Position identification records
════════

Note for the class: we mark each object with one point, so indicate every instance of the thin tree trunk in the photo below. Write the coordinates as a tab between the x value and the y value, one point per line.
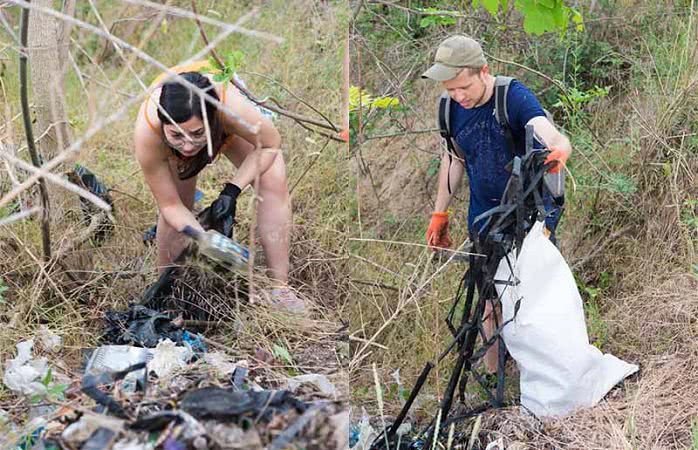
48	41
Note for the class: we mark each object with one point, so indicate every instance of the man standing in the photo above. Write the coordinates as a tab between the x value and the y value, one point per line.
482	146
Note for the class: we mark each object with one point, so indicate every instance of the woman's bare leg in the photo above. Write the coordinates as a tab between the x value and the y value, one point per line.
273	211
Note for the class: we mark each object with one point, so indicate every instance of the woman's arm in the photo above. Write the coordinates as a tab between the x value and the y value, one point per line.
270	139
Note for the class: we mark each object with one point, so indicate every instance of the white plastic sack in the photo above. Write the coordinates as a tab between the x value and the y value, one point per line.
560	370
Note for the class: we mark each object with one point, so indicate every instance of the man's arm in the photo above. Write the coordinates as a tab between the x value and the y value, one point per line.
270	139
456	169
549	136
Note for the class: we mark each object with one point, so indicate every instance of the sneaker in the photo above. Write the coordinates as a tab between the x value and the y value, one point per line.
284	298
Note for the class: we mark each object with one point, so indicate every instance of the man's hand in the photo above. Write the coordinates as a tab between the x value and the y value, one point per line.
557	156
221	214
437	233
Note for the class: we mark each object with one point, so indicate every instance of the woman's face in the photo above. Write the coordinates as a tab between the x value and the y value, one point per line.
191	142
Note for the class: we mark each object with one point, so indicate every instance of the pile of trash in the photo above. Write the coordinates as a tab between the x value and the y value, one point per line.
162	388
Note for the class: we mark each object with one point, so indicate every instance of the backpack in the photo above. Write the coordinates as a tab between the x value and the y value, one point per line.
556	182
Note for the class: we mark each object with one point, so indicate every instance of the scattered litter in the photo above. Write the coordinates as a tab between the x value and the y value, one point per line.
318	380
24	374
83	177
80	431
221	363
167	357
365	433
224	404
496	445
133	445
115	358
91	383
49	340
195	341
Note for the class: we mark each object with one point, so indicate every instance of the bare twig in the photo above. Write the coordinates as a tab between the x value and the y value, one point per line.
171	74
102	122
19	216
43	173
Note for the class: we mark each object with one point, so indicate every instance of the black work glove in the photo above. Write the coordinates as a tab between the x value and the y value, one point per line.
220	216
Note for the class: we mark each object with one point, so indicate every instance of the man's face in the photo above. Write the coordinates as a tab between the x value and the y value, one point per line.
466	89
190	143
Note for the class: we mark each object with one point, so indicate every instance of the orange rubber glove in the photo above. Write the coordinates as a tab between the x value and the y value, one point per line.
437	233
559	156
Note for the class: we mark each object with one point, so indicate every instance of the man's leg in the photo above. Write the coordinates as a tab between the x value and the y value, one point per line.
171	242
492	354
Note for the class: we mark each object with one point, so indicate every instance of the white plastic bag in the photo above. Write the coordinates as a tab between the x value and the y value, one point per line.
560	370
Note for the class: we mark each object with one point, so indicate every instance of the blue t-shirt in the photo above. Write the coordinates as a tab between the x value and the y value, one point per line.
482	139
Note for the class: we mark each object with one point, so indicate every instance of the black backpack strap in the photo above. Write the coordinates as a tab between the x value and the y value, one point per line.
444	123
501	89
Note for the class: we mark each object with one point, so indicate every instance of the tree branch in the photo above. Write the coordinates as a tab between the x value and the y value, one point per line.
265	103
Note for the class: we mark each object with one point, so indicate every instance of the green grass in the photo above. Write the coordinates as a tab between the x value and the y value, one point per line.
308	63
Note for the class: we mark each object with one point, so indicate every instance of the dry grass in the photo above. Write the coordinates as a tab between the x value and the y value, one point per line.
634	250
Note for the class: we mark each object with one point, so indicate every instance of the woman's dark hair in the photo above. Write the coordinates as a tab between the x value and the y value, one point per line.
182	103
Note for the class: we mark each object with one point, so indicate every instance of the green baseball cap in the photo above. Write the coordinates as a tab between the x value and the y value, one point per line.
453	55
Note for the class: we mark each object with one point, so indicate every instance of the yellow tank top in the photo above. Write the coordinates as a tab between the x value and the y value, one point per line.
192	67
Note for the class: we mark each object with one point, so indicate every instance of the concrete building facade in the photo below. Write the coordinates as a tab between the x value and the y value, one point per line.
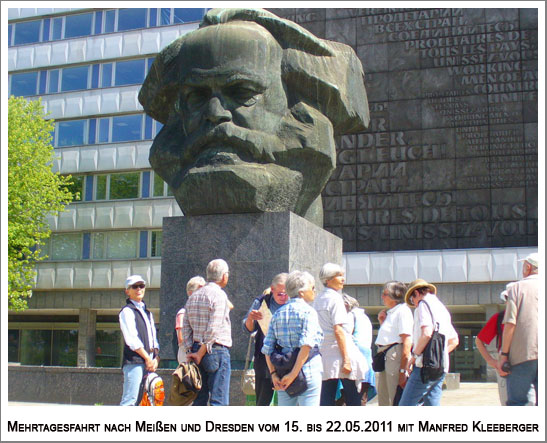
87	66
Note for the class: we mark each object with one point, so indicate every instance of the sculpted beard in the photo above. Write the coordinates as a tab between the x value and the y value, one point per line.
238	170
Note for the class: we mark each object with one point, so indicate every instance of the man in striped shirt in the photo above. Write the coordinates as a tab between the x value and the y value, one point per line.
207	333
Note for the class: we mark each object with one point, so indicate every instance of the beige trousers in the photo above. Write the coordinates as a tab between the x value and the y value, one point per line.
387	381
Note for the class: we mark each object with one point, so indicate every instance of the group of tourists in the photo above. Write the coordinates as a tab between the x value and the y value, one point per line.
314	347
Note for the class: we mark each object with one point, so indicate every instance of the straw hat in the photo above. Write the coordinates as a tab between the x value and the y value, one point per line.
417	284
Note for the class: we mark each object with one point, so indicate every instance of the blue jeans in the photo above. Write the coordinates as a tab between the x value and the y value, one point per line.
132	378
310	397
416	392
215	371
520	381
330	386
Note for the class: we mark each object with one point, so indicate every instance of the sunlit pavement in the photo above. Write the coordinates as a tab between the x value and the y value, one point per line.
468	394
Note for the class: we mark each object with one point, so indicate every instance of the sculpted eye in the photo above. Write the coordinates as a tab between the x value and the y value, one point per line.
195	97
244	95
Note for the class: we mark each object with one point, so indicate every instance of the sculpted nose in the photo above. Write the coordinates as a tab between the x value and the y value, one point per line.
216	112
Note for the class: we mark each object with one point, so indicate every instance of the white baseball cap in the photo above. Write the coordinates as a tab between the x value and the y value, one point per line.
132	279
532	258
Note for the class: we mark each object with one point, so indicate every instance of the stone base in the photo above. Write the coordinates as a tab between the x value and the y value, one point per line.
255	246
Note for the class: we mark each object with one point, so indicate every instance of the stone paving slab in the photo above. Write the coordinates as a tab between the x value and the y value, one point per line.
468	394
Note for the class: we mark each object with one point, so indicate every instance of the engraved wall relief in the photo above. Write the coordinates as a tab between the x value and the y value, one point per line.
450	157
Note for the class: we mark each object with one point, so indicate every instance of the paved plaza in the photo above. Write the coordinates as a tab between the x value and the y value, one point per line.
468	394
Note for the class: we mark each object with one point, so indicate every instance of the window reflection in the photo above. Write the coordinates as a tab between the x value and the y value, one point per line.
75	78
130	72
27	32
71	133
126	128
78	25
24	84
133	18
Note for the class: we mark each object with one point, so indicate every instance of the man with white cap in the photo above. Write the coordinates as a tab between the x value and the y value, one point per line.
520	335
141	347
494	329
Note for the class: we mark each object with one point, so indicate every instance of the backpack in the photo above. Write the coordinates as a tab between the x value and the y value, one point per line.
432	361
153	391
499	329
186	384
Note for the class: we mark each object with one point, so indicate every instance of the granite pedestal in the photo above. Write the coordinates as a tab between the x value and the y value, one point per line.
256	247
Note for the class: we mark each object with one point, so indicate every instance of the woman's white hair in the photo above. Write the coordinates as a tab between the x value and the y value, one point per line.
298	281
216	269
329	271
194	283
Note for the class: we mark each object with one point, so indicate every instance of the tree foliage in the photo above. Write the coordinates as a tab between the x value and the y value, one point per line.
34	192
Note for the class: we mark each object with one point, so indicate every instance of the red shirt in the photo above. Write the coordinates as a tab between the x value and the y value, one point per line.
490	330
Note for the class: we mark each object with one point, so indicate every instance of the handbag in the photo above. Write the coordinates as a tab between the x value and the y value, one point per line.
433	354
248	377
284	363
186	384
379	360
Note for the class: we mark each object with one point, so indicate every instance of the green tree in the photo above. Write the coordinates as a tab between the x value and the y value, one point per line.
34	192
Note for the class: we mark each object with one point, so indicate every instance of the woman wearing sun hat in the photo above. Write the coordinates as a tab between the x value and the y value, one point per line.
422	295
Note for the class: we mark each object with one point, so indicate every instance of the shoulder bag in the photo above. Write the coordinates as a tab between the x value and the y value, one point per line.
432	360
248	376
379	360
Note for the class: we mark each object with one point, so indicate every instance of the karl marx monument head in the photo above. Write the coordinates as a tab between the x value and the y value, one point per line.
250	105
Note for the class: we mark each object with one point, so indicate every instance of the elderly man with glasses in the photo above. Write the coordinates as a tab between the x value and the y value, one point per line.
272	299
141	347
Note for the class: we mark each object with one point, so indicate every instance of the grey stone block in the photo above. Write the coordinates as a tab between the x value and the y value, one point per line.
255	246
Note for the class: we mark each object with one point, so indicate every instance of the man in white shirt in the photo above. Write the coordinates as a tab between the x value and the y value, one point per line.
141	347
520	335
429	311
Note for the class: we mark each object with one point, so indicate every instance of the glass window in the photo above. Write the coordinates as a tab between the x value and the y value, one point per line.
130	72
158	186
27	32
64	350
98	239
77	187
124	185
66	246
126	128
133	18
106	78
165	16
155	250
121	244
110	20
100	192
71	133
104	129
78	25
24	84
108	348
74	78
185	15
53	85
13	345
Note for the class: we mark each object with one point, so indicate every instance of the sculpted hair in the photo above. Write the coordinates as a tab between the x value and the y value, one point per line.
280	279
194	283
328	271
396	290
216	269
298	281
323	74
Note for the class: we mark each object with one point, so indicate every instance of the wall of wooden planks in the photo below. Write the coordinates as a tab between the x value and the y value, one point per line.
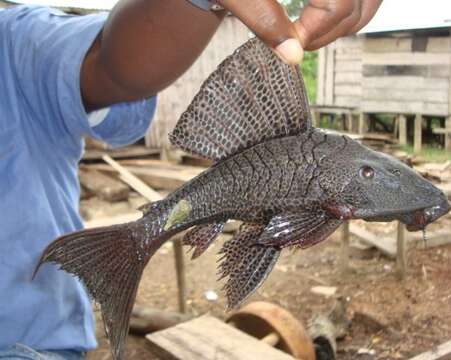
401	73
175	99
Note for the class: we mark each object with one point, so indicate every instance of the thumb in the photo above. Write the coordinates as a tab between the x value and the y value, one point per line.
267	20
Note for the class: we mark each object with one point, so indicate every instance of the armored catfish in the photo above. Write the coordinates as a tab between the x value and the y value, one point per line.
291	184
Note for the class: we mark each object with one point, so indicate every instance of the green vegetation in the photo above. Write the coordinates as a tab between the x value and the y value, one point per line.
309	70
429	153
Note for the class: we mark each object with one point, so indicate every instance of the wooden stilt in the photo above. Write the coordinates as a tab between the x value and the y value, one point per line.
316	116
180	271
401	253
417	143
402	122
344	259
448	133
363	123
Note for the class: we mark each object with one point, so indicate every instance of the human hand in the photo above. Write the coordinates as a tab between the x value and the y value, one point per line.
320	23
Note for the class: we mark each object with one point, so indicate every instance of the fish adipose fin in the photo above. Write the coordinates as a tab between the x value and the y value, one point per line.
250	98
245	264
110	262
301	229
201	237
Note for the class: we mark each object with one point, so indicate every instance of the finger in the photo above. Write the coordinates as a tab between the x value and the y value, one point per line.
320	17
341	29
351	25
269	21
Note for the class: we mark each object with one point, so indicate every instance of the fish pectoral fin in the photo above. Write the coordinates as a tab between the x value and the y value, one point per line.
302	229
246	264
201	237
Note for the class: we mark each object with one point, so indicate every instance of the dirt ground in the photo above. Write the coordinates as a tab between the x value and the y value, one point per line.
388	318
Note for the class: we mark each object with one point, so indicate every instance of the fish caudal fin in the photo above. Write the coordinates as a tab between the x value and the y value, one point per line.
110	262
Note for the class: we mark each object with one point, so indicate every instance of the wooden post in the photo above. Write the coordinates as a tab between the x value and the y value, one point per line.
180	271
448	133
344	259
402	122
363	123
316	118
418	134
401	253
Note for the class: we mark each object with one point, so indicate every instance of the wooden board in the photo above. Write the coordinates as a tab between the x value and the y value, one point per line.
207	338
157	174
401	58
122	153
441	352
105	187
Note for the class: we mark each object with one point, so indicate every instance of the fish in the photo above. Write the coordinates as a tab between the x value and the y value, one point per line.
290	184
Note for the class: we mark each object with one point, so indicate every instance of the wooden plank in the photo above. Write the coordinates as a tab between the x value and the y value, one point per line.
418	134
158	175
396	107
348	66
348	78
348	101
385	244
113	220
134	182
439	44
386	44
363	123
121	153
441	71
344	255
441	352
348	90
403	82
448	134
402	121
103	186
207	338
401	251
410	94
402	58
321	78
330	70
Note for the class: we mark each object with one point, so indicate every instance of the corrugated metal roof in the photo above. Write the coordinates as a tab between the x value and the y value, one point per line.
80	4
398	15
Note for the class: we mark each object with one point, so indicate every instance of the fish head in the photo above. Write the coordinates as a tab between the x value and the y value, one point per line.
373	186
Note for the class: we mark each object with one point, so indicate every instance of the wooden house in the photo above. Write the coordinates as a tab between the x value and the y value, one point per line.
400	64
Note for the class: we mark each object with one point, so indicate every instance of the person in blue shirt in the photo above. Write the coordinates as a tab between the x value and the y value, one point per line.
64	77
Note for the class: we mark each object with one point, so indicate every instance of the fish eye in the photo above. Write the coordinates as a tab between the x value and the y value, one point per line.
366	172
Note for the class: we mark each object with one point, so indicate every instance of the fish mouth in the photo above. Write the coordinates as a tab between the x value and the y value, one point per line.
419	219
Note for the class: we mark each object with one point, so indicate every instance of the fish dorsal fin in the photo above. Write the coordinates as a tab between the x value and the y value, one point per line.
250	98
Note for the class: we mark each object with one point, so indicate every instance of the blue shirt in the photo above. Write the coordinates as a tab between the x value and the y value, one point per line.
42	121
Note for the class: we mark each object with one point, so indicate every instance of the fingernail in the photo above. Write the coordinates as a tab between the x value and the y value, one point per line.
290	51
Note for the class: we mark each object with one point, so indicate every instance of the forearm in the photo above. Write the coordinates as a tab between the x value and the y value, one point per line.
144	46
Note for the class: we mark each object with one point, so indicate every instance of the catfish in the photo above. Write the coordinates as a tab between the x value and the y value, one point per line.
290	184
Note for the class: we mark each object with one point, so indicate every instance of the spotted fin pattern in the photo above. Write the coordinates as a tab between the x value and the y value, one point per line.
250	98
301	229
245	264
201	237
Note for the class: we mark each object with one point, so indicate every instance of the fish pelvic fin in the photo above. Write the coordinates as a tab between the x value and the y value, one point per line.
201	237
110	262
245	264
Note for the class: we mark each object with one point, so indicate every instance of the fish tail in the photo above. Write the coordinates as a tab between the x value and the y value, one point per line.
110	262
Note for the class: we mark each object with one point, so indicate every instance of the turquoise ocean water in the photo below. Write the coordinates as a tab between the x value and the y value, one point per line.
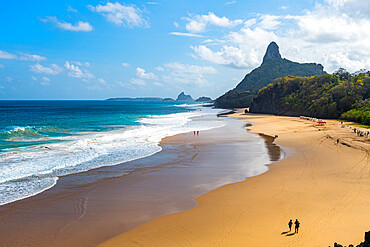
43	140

════════

** Stated goal **
Each line from the one bearing "the fish pelvic" through the final line of the records is to be copied exactly, and no pictures are to be included.

** Exercise output **
Note for the class: we mark each object with one point, so indicate every instance of the fish pelvic fin in the photo above. Write the coordinates as a tab between the x value and the y value, one point per line.
201	237
110	262
245	264
Note for the class: we mark each object with one point, so indicate every instance of the fish tail in the photo above. Write the coordinates as a tab between the x value and the y value, one point per line.
110	262
Note for the class: we mark each object with one point, so indicate every instance of the turquoise ocean water in the photo below. Write the coordinates as a tab between the x value and the y value, one point per line.
43	140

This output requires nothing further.